┌─ DATASET RECORDS

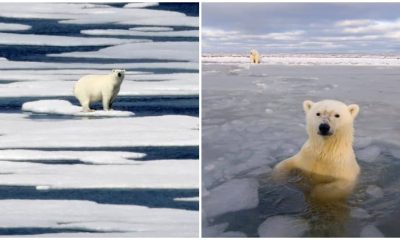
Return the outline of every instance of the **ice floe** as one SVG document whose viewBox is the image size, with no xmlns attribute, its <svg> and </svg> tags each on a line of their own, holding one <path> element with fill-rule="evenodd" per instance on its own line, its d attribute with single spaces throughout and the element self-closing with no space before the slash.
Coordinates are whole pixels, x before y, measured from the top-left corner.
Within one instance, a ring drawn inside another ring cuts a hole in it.
<svg viewBox="0 0 400 240">
<path fill-rule="evenodd" d="M 142 3 L 128 3 L 124 5 L 124 8 L 146 8 L 155 6 L 158 6 L 158 3 L 142 2 Z"/>
<path fill-rule="evenodd" d="M 48 56 L 108 59 L 168 59 L 198 62 L 198 51 L 198 42 L 144 42 L 111 46 L 95 52 L 70 52 L 48 54 Z"/>
<path fill-rule="evenodd" d="M 199 187 L 197 160 L 131 161 L 134 164 L 99 164 L 101 159 L 96 164 L 1 161 L 1 171 L 12 173 L 2 175 L 2 185 L 50 189 Z"/>
<path fill-rule="evenodd" d="M 18 23 L 1 23 L 0 31 L 25 31 L 31 29 L 31 26 Z"/>
<path fill-rule="evenodd" d="M 25 75 L 29 78 L 28 75 Z M 42 77 L 42 79 L 40 79 Z M 52 75 L 40 75 L 32 77 L 43 81 L 19 81 L 7 84 L 0 84 L 0 95 L 2 97 L 22 97 L 22 96 L 72 96 L 74 81 L 57 81 Z M 18 76 L 18 79 L 25 77 Z M 63 78 L 63 77 L 60 77 Z M 80 76 L 65 76 L 69 80 L 78 80 Z M 145 80 L 149 81 L 145 81 Z M 137 80 L 137 81 L 135 81 Z M 161 80 L 161 81 L 157 81 Z M 162 81 L 164 80 L 164 81 Z M 52 89 L 50 92 L 49 89 Z M 198 74 L 187 75 L 143 75 L 126 76 L 122 83 L 119 96 L 143 96 L 143 95 L 197 95 L 199 92 Z"/>
<path fill-rule="evenodd" d="M 308 230 L 305 220 L 291 216 L 267 218 L 259 227 L 260 237 L 302 237 Z"/>
<path fill-rule="evenodd" d="M 258 205 L 258 182 L 255 179 L 234 179 L 209 191 L 203 198 L 207 217 L 255 208 Z"/>
<path fill-rule="evenodd" d="M 24 116 L 0 114 L 1 148 L 197 146 L 199 140 L 197 117 L 32 121 Z"/>
<path fill-rule="evenodd" d="M 136 31 L 124 29 L 90 29 L 82 30 L 85 35 L 109 35 L 109 36 L 135 36 L 135 37 L 198 37 L 199 31 L 186 30 L 186 31 L 166 31 L 166 32 L 149 32 L 149 31 Z"/>
<path fill-rule="evenodd" d="M 250 63 L 247 55 L 204 54 L 203 63 Z M 261 65 L 400 66 L 399 56 L 357 54 L 266 54 Z"/>
<path fill-rule="evenodd" d="M 198 212 L 179 209 L 63 200 L 1 200 L 0 208 L 2 228 L 61 230 L 39 235 L 47 237 L 197 237 L 199 231 Z"/>
<path fill-rule="evenodd" d="M 82 107 L 72 105 L 66 100 L 39 100 L 33 102 L 26 102 L 22 105 L 22 111 L 32 113 L 47 113 L 47 114 L 60 114 L 72 116 L 93 116 L 93 117 L 131 117 L 135 115 L 133 112 L 128 111 L 92 111 L 83 112 Z"/>
<path fill-rule="evenodd" d="M 129 28 L 129 30 L 133 31 L 141 31 L 141 32 L 169 32 L 173 31 L 172 27 L 133 27 Z"/>
<path fill-rule="evenodd" d="M 41 151 L 26 149 L 0 150 L 1 161 L 34 161 L 51 163 L 58 160 L 80 160 L 94 164 L 137 164 L 133 159 L 141 159 L 145 153 L 121 151 Z"/>
</svg>

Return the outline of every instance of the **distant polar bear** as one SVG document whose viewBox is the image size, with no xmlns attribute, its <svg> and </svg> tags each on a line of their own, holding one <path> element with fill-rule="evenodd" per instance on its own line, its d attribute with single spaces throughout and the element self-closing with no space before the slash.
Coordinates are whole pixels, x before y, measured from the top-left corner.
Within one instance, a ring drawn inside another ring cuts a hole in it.
<svg viewBox="0 0 400 240">
<path fill-rule="evenodd" d="M 79 79 L 74 86 L 74 95 L 83 111 L 92 111 L 90 104 L 100 100 L 105 111 L 111 110 L 124 76 L 125 70 L 113 69 L 108 75 L 86 75 Z"/>
<path fill-rule="evenodd" d="M 250 62 L 255 64 L 259 64 L 261 62 L 260 54 L 255 49 L 250 51 Z"/>
<path fill-rule="evenodd" d="M 273 177 L 282 180 L 291 170 L 298 170 L 309 181 L 312 198 L 344 199 L 360 172 L 352 146 L 353 120 L 359 107 L 335 100 L 307 100 L 303 108 L 308 140 L 300 152 L 275 166 Z"/>
</svg>

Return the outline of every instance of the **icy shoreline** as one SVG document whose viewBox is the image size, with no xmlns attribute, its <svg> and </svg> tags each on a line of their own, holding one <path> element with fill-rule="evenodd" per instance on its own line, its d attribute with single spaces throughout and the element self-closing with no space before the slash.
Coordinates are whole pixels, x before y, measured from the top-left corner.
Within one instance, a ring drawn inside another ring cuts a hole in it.
<svg viewBox="0 0 400 240">
<path fill-rule="evenodd" d="M 249 63 L 243 54 L 203 54 L 202 63 Z M 400 55 L 262 54 L 261 65 L 400 66 Z"/>
</svg>

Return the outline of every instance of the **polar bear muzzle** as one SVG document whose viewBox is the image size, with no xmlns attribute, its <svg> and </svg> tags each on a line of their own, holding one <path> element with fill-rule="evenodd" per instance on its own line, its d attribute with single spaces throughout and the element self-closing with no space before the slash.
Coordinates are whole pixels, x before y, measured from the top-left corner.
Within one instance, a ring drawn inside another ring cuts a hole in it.
<svg viewBox="0 0 400 240">
<path fill-rule="evenodd" d="M 332 132 L 330 132 L 331 127 L 327 123 L 321 123 L 318 127 L 319 132 L 318 134 L 321 136 L 330 136 Z"/>
</svg>

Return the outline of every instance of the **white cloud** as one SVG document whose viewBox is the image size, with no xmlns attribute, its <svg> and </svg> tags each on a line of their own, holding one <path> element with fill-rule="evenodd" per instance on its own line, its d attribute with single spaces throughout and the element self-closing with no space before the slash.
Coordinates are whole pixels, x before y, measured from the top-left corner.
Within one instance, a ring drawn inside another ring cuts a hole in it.
<svg viewBox="0 0 400 240">
<path fill-rule="evenodd" d="M 240 31 L 227 31 L 216 28 L 204 27 L 202 34 L 204 38 L 211 41 L 243 41 L 243 40 L 296 40 L 305 32 L 302 30 L 286 31 L 286 32 L 272 32 L 266 34 L 248 34 Z"/>
<path fill-rule="evenodd" d="M 338 27 L 353 27 L 353 26 L 362 26 L 371 23 L 369 19 L 354 19 L 354 20 L 343 20 L 336 22 L 336 26 Z"/>
<path fill-rule="evenodd" d="M 342 32 L 349 34 L 371 34 L 371 33 L 381 33 L 381 34 L 391 34 L 393 31 L 400 30 L 400 20 L 395 21 L 376 21 L 376 20 L 359 20 L 362 24 L 351 25 L 343 24 L 349 22 L 349 20 L 337 23 L 337 26 L 345 27 Z M 351 22 L 351 21 L 350 21 Z"/>
</svg>

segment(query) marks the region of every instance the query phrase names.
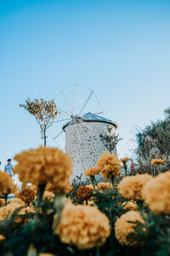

└─

▶ [GIVEN PROBLEM]: Render every line of the records above as a numbered list, omitting blank lines and leaving out the pictures.

▶ [FINAL RESULT]:
1. Return the outline of every instance of the **ice floe** as one SVG document whose viewBox is the image size, with no xmlns attribute, its <svg> and </svg> tags each on a line of their own, holding one <path> element with fill-rule="evenodd" per instance on its own line, its d attribute with single spaces throughout and the element self-closing with no space before the slash.
2. Coordinates are whole pixels, x before y, measured from the top-left corner.
3. Within one instance, a ring drawn inside another ring cuts a hole in it.
4. <svg viewBox="0 0 400 240">
5. <path fill-rule="evenodd" d="M 142 3 L 128 3 L 124 5 L 124 8 L 146 8 L 155 6 L 158 6 L 158 3 L 142 2 Z"/>
6. <path fill-rule="evenodd" d="M 48 56 L 108 59 L 168 59 L 198 62 L 198 51 L 198 42 L 144 42 L 111 46 L 95 52 L 70 52 L 48 54 Z"/>
7. <path fill-rule="evenodd" d="M 199 187 L 197 160 L 131 161 L 134 164 L 99 164 L 101 159 L 96 164 L 1 161 L 1 171 L 12 173 L 2 175 L 2 185 L 50 189 Z"/>
8. <path fill-rule="evenodd" d="M 18 23 L 1 23 L 0 31 L 25 31 L 31 29 L 31 26 Z"/>
9. <path fill-rule="evenodd" d="M 25 75 L 29 78 L 28 75 Z M 42 77 L 42 79 L 40 79 Z M 52 75 L 40 75 L 32 77 L 43 81 L 19 81 L 7 84 L 0 84 L 0 95 L 2 97 L 22 97 L 22 96 L 72 96 L 74 81 L 57 81 Z M 18 76 L 18 79 L 25 77 Z M 63 78 L 63 77 L 60 77 Z M 80 76 L 65 76 L 69 80 L 78 80 Z M 145 80 L 149 81 L 145 81 Z M 137 80 L 137 81 L 135 81 Z M 161 80 L 161 81 L 157 81 Z M 162 81 L 164 80 L 164 81 Z M 52 89 L 50 92 L 49 89 Z M 198 74 L 187 75 L 143 75 L 126 76 L 122 83 L 119 96 L 143 96 L 143 95 L 197 95 L 199 92 Z"/>
10. <path fill-rule="evenodd" d="M 308 230 L 305 220 L 291 216 L 267 218 L 259 227 L 260 237 L 302 237 Z"/>
11. <path fill-rule="evenodd" d="M 258 205 L 258 182 L 255 179 L 234 179 L 209 191 L 203 198 L 207 217 L 255 208 Z"/>
12. <path fill-rule="evenodd" d="M 24 116 L 0 114 L 1 148 L 197 146 L 199 140 L 197 117 L 32 121 Z"/>
13. <path fill-rule="evenodd" d="M 136 31 L 124 29 L 90 29 L 82 30 L 85 35 L 109 35 L 109 36 L 135 36 L 135 37 L 198 37 L 199 31 L 186 30 L 186 31 L 166 31 L 166 32 L 149 32 L 149 31 Z"/>
14. <path fill-rule="evenodd" d="M 250 63 L 247 55 L 204 54 L 203 63 Z M 261 65 L 400 66 L 399 56 L 357 54 L 266 54 Z"/>
15. <path fill-rule="evenodd" d="M 198 212 L 179 209 L 63 200 L 1 200 L 0 208 L 2 228 L 61 230 L 39 235 L 47 237 L 197 237 L 199 231 Z"/>
16. <path fill-rule="evenodd" d="M 82 107 L 72 105 L 66 100 L 39 100 L 33 102 L 26 102 L 22 105 L 22 111 L 32 113 L 47 113 L 47 114 L 60 114 L 72 116 L 93 116 L 93 117 L 131 117 L 135 115 L 133 112 L 128 111 L 92 111 L 83 112 Z"/>
17. <path fill-rule="evenodd" d="M 129 28 L 129 30 L 133 31 L 141 31 L 141 32 L 169 32 L 173 31 L 172 27 L 133 27 Z"/>
18. <path fill-rule="evenodd" d="M 41 151 L 26 149 L 0 150 L 1 161 L 34 161 L 51 163 L 58 160 L 80 160 L 94 164 L 137 164 L 133 159 L 141 159 L 145 153 L 121 151 Z"/>
19. </svg>
20. Return the outline of every instance of the **distant polar bear** as one SVG document whose viewBox is the image size, with no xmlns attribute, its <svg> and </svg> tags each on a line of their own, holding one <path> element with fill-rule="evenodd" per instance on its own line, its d attribute with single spaces throughout and the element self-closing with no space before the slash.
21. Coordinates are whole pixels, x before y, measured from the top-left corner.
22. Within one instance, a ring drawn inside another ring cuts a hole in it.
23. <svg viewBox="0 0 400 240">
24. <path fill-rule="evenodd" d="M 79 79 L 74 86 L 74 95 L 83 111 L 92 111 L 90 104 L 100 100 L 105 111 L 111 110 L 124 76 L 125 70 L 113 69 L 108 75 L 86 75 Z"/>
25. <path fill-rule="evenodd" d="M 250 62 L 255 64 L 259 64 L 261 62 L 260 54 L 255 49 L 250 51 Z"/>
26. <path fill-rule="evenodd" d="M 273 177 L 282 180 L 291 170 L 298 170 L 309 181 L 312 198 L 344 199 L 360 172 L 352 146 L 353 120 L 359 107 L 335 100 L 307 100 L 303 108 L 308 140 L 300 152 L 275 166 Z"/>
27. </svg>
28. Return the outline of every instance of the **icy shoreline** as one SVG document whose viewBox is the image size, with no xmlns attribute, its <svg> and </svg> tags each on a line of their own, holding one <path> element with fill-rule="evenodd" per instance on its own line, its d attribute with single spaces throughout and the element self-closing with no space before the slash.
29. Coordinates are whole pixels, x before y, measured from the top-left corner.
30. Within one instance, a ring drawn inside another ring cuts a hole in it.
31. <svg viewBox="0 0 400 240">
32. <path fill-rule="evenodd" d="M 249 63 L 243 54 L 203 54 L 202 63 Z M 400 55 L 262 54 L 261 65 L 400 66 Z"/>
33. </svg>
34. Return the outline of every instance of the **polar bear muzzle** as one SVG document whose viewBox is the image size, with no xmlns attribute, its <svg> and </svg> tags each on a line of their own, holding one <path> element with fill-rule="evenodd" per instance on its own line, its d attribute with single spaces throughout and the element self-closing with no space before the slash.
35. Coordinates are whole pixels, x before y, measured from the top-left corner.
36. Within one instance, a ring drawn inside another ring cuts a hole in it.
37. <svg viewBox="0 0 400 240">
38. <path fill-rule="evenodd" d="M 332 132 L 330 132 L 331 127 L 327 123 L 321 123 L 318 127 L 319 132 L 318 134 L 321 136 L 330 136 Z"/>
39. </svg>
40. Return the outline of every instance of the **white cloud** as one SVG document whose viewBox is the image size, with no xmlns attribute, its <svg> and </svg> tags each on a line of their own, holding one <path> element with fill-rule="evenodd" per instance on its own line, its d attribute with single spaces throughout and the element self-closing with no space before the slash.
41. Coordinates are whole pixels, x before y, measured from the top-left corner.
42. Within one instance, a ring drawn inside another ring cuts a hole in it.
43. <svg viewBox="0 0 400 240">
44. <path fill-rule="evenodd" d="M 240 31 L 227 31 L 216 28 L 204 27 L 202 34 L 204 38 L 211 41 L 243 41 L 243 40 L 296 40 L 305 32 L 302 30 L 286 31 L 286 32 L 272 32 L 266 34 L 248 34 Z"/>
45. <path fill-rule="evenodd" d="M 338 27 L 353 27 L 353 26 L 362 26 L 371 23 L 369 19 L 354 19 L 354 20 L 343 20 L 336 22 L 336 26 Z"/>
46. <path fill-rule="evenodd" d="M 342 32 L 349 34 L 371 34 L 371 33 L 381 33 L 381 34 L 391 34 L 393 31 L 400 30 L 400 20 L 395 21 L 376 21 L 376 20 L 359 20 L 362 24 L 351 25 L 343 24 L 349 22 L 349 20 L 337 23 L 337 26 L 345 27 Z M 351 22 L 351 21 L 350 21 Z"/>
47. </svg>
48. segment(query) marks the region of every instance the query phrase names.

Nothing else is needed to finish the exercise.